── Data for this exercise ──

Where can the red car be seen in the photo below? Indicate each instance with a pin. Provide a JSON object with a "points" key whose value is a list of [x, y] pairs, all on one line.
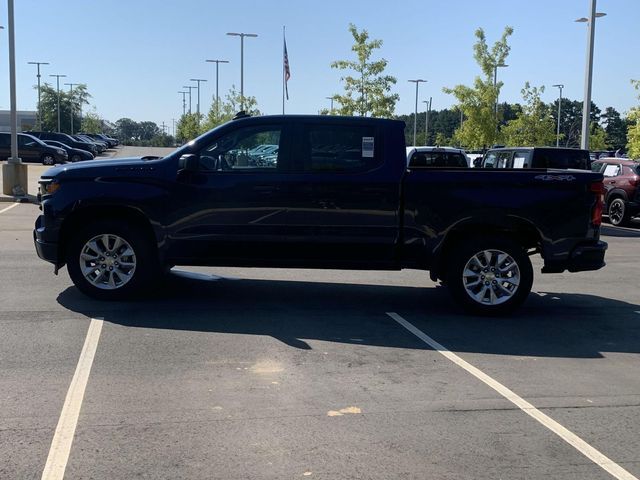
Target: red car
{"points": [[622, 188]]}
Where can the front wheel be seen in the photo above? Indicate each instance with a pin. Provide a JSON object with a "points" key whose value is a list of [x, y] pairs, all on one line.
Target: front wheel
{"points": [[490, 276], [618, 212], [108, 260]]}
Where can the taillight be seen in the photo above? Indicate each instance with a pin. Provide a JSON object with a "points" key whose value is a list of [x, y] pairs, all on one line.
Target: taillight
{"points": [[596, 212]]}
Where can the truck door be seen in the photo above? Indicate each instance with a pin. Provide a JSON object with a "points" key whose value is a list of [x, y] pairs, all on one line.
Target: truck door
{"points": [[347, 195]]}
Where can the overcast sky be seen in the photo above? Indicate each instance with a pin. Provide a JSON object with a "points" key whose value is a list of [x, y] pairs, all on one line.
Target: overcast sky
{"points": [[136, 55]]}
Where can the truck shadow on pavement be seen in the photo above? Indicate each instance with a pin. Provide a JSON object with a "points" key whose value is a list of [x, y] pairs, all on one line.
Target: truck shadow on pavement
{"points": [[549, 324]]}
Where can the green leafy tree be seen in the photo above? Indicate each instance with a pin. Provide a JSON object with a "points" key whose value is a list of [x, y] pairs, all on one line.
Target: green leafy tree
{"points": [[533, 126], [633, 132], [367, 91], [228, 107], [69, 102], [480, 128], [91, 123]]}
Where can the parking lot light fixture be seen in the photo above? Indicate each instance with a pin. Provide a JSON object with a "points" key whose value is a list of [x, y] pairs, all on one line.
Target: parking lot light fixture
{"points": [[560, 87], [217, 62], [588, 74], [71, 85], [58, 77], [242, 35], [38, 77], [189, 87], [198, 80], [415, 113]]}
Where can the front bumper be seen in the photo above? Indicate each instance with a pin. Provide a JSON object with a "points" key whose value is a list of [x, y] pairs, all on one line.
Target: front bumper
{"points": [[46, 250], [583, 258]]}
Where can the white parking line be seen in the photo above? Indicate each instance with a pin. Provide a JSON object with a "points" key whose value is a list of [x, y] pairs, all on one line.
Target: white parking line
{"points": [[66, 429], [571, 438], [9, 207]]}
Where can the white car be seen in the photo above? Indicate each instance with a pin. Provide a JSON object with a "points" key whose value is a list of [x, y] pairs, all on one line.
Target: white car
{"points": [[442, 157]]}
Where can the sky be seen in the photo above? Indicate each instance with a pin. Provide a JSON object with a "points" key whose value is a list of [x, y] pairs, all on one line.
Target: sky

───

● **Direction**: Retype all of the rows above character for character, leaving out the picture.

● **Response below**:
Where can the red car be seen in the photo below? Indicate each instance with a pin. Provide a JSON object with a "points" key whose value is a list of [x, y] pairs, all on one line.
Target: red car
{"points": [[622, 188]]}
Where can the front wheel be seen in the photo above? Indicate each instance with a pin. Provide a JSON object with a "points" key whose value is a list of [x, y] pairs, all on one line.
Target: front wheel
{"points": [[490, 276], [618, 212], [108, 260]]}
Where can the taillight be seen in the photo above? Indicate each instance with a pin. Provide a JSON object with a "points" key whose value is a list of [x, y] pairs, all on one line.
Target: taillight
{"points": [[596, 212]]}
Where can the truck door be seen in the photo above? Indicate each instance with a pin. Provide a JSON object with a "points" key whose value is a list of [x, y] pairs, all on one line.
Target: truck door
{"points": [[347, 195]]}
Where can the overcast sky be seen in the photo above? Indicate each instance with a pin. Provide a JSON object with a "points" key whose value is a list of [x, y] pairs, all on one line.
Target: overcast sky
{"points": [[136, 55]]}
Where can the truck shadow on pavement be seen in the photo above? Indicate each instance with a pin. Provide a JSON object with a "points" key whose value is a list of [x, y] pairs, all on one line.
Target: truck shadow on pavement
{"points": [[549, 324]]}
Where can the green leafy tree be seen in the photo above? Indicate each instance with a pin. Provide a JSON object with a "points" key whose value is a list of [x, y] pairs, all on one line.
Target: green leafy tree
{"points": [[533, 126], [633, 132], [367, 91], [228, 107], [69, 102], [480, 128], [91, 123]]}
Where can the parking lot light fixture be seen in the photo above? Indicate each instance with a pin. Provide a JSON object with a "points" key whose value is a list of [x, y] pairs, all on one line.
Target: parking lot light fixture
{"points": [[560, 87], [217, 62], [588, 74], [71, 85], [58, 77], [242, 35], [38, 77], [189, 87], [198, 80], [415, 113]]}
Where can the front bumper be seen in the photo above? Indicate each instance with a pin. Provide a JSON object with a "points" key whose value is a list of [x, y] pairs, all on one line.
Target: front bumper
{"points": [[46, 250], [583, 258]]}
Where can the white parking line be seen in the photo above? Indicate each instance with a pin. Provide a JSON object with a "points" key whose value is a list of [x, y] pairs, all on one line.
Target: white parking line
{"points": [[66, 429], [571, 438], [9, 207]]}
Where can the white car be seen in the photo above? Indicate each instance with a pin. Provide a JSON object with a "points" key whose value is a list of [x, y] pairs, all on one line.
Target: white car
{"points": [[442, 157]]}
Where can the sky be seen in the photo above? Indicate each instance with a pin. Provide a JSON object with a "points" key whose value is a list of [x, y] pairs, all on one line.
Target: sky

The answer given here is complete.